— Start —
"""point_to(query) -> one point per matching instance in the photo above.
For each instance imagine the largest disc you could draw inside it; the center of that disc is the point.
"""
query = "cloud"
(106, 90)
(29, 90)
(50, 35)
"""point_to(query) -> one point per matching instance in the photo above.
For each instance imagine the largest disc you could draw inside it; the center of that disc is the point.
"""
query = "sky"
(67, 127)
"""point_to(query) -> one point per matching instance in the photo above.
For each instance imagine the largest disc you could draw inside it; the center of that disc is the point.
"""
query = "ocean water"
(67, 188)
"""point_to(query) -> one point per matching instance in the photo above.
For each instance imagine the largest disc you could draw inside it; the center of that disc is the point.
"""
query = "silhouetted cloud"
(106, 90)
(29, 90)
— End —
— Start —
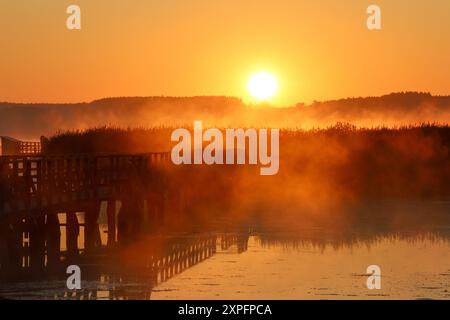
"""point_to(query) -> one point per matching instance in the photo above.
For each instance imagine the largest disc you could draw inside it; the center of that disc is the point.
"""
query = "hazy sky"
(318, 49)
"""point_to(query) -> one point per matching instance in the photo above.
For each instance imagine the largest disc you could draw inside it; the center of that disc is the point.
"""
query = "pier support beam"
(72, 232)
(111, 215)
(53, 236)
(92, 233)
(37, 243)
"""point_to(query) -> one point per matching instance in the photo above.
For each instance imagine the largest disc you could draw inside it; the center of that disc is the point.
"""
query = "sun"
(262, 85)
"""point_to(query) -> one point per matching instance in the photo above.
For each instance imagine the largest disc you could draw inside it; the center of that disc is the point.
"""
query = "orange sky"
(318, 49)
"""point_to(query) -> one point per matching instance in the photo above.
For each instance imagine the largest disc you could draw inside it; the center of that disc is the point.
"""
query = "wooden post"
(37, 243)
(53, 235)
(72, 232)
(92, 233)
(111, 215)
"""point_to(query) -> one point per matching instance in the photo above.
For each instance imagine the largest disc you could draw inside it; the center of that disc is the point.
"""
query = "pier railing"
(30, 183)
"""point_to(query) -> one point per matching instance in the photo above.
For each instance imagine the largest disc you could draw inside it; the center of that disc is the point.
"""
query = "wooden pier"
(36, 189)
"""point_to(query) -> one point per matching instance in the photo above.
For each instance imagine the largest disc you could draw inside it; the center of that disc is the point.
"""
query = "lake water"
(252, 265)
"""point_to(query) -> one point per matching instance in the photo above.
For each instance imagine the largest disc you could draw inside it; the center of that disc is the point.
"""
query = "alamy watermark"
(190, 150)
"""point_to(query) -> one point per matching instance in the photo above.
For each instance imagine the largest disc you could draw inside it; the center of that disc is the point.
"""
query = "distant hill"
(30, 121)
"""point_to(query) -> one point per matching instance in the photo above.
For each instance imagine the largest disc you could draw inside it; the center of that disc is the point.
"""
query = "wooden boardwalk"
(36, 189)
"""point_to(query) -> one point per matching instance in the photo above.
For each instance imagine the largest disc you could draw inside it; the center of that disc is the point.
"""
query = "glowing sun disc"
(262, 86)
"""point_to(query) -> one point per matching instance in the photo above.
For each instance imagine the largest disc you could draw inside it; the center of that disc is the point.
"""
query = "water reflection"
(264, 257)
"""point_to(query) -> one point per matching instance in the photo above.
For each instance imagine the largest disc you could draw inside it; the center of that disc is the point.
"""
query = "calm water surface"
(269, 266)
— End —
» **THE EXERCISE**: Please select every line in the data above that contains the word "wooden". Case matters.

» **TASK RESPONSE**:
query = "wooden post"
query = "wooden pier"
query = "wooden boardwalk"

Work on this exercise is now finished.